TASK TO CARRY OUT >> Your answer should consist of each line from the data below that contains "stone".

EXERCISE MATERIALS >>
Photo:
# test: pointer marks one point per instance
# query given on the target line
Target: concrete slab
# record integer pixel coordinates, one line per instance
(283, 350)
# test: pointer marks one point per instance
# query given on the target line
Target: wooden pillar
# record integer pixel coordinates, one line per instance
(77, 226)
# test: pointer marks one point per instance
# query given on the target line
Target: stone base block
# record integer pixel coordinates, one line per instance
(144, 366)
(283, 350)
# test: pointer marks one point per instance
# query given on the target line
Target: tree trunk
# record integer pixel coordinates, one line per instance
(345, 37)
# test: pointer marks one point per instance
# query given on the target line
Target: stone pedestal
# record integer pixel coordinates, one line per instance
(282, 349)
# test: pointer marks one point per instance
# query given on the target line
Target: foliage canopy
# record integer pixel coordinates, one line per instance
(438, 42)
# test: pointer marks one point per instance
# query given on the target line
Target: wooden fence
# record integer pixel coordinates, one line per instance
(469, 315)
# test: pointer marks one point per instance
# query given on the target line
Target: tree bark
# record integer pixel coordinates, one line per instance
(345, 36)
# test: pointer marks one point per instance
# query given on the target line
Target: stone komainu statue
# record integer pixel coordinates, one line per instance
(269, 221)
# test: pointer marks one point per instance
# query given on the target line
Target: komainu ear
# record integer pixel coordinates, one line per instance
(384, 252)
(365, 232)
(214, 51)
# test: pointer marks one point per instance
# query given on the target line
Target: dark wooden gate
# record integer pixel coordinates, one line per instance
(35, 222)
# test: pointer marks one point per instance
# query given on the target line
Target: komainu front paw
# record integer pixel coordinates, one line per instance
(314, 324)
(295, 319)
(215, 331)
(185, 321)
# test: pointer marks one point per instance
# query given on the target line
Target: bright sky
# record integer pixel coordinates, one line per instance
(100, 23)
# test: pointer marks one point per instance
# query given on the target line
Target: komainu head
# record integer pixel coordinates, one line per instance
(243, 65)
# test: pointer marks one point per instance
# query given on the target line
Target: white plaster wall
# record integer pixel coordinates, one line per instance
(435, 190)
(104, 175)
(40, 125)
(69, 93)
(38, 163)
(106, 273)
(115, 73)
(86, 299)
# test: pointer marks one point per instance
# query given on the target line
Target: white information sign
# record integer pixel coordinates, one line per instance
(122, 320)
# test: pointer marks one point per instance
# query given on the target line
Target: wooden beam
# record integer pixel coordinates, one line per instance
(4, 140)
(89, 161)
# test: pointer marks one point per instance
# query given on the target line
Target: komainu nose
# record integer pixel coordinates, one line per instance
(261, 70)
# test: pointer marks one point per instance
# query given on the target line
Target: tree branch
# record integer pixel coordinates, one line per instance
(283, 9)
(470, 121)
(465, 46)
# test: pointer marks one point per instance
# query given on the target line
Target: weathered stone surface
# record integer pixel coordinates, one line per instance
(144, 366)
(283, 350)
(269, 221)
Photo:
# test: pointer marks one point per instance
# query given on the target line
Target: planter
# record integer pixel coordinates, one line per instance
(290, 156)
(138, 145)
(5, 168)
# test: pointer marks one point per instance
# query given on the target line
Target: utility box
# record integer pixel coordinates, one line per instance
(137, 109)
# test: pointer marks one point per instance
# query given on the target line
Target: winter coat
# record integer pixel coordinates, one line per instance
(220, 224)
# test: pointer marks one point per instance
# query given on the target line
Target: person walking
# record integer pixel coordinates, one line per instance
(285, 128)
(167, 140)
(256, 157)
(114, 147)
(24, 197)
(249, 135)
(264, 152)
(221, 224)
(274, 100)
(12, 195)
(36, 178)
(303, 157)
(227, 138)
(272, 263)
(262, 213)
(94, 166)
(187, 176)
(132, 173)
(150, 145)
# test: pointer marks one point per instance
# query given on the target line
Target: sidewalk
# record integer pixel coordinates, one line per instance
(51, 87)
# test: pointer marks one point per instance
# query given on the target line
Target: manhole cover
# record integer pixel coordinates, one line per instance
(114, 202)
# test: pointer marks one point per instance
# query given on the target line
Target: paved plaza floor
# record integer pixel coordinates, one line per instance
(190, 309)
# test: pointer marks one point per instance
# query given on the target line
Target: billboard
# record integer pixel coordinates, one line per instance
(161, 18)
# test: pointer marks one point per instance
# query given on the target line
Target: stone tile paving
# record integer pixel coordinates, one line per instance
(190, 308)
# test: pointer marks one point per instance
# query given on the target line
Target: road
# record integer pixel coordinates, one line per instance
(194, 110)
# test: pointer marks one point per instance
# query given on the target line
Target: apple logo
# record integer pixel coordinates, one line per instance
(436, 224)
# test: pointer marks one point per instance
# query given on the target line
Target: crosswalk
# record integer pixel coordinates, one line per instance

YOUR RESPONSE >>
Target: stone base block
Target: stone pedestal
Target: stone komainu statue
Target: weathered stone surface
Target: stone tile paving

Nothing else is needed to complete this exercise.